Gegeven opgave a:
Noem alstublieft alles wat de verzoeker volgens de samenvatting hieronder bij aankomst in Bahrein overkwam.

Europees Hof voor de Rechten van de Mens - 23048/19 - 24-10-2023

Samenvatting

In deze zaak veroordeelt het EHRM Nederland voor een schending van artikel 3 EVRM. De zaak betrof verzoekers verwijdering naar Bahrein in 2018, ondanks een last-minute asielaanvraag die hangende was. Bij aankomst in Bahrein werd hij onmiddellijk aangehouden, naar verluidt gefolterd om een bekentenis af te dwingen, en vervolgens veroordeeld wegens terroristische activiteiten tot een levenslange gevangenisstraf. Het EHRM oordeelde dat de Nederlandse autoriteiten het risico op mishandeling waaraan hij bij terugkeer naar Bahrein zou worden blootgesteld, onvoldoende hadden beoordeeld. Het EHRM oordeelde unaniem dat Nederland de verzoeker 50.000 euro morele schadevergoeding moet betalen.

Gegeven opgave b:
Kopieer uit de lijst hieronder de regels vanaf de regel met "white cloud, written" tot en met het einde van de lijst.

Aangeleverde gegevens:
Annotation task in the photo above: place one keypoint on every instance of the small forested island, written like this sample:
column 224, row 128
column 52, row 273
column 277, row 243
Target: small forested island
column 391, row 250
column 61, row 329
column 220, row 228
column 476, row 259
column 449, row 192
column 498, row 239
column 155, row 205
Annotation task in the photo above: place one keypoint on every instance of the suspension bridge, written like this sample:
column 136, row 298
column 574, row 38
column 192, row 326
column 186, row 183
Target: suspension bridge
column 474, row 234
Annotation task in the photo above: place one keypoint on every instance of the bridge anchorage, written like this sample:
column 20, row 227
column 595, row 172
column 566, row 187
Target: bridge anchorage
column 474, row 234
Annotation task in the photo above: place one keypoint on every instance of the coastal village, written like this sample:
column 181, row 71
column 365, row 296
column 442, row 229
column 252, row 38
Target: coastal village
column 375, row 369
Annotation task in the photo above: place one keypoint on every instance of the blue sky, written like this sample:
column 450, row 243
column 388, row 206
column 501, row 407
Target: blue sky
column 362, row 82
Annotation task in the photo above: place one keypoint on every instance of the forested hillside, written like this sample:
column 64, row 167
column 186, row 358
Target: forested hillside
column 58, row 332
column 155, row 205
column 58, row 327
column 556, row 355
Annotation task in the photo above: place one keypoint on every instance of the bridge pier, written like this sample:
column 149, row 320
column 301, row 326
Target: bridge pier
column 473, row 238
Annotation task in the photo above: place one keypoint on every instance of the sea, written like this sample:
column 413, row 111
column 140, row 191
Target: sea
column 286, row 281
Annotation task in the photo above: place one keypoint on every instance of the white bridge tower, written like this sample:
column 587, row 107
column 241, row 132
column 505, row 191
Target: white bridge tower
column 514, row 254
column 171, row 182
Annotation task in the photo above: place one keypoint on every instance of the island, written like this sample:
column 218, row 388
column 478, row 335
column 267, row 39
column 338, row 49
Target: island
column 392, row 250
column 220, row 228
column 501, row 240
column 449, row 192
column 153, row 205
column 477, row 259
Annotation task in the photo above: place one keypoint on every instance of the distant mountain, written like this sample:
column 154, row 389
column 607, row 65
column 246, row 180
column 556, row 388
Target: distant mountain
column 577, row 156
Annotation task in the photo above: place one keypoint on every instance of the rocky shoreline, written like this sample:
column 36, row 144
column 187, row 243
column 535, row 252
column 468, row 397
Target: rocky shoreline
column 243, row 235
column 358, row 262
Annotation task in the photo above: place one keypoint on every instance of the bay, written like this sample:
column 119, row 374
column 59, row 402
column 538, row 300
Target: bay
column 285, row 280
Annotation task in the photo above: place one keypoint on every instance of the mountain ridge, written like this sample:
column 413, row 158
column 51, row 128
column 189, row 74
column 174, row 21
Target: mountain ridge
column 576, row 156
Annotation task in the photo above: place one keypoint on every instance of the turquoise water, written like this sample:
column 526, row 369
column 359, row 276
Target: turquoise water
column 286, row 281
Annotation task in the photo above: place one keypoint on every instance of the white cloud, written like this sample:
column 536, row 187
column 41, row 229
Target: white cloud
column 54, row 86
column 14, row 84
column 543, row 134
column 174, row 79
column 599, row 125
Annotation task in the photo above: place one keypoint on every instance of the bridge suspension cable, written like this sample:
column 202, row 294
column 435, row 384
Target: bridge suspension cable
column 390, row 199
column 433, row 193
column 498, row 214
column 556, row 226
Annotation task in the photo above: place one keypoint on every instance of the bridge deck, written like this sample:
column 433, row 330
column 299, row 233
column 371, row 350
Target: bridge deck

Geschreven antwoord a:
- Hij werd onmiddellijk aangehouden.
- Hij werd naar verluidt gefolterd om een bekentenis af te dwingen.
- Hij werd veroordeeld wegens terroristische activiteiten tot een levenslange gevangenisstraf.

Geschreven antwoord b:
Annotation task in the photo above: place one keypoint on every instance of the white cloud, written like this sample:
column 536, row 187
column 41, row 229
Target: white cloud
column 54, row 86
column 14, row 84
column 543, row 134
column 174, row 79
column 599, row 125
Annotation task in the photo above: place one keypoint on every instance of the bridge suspension cable, written like this sample:
column 202, row 294
column 435, row 384
Target: bridge suspension cable
column 390, row 199
column 433, row 193
column 498, row 214
column 556, row 226
Annotation task in the photo above: place one keypoint on every instance of the bridge deck, written like this sample:
column 433, row 330
column 299, row 233
column 371, row 350
Target: bridge deck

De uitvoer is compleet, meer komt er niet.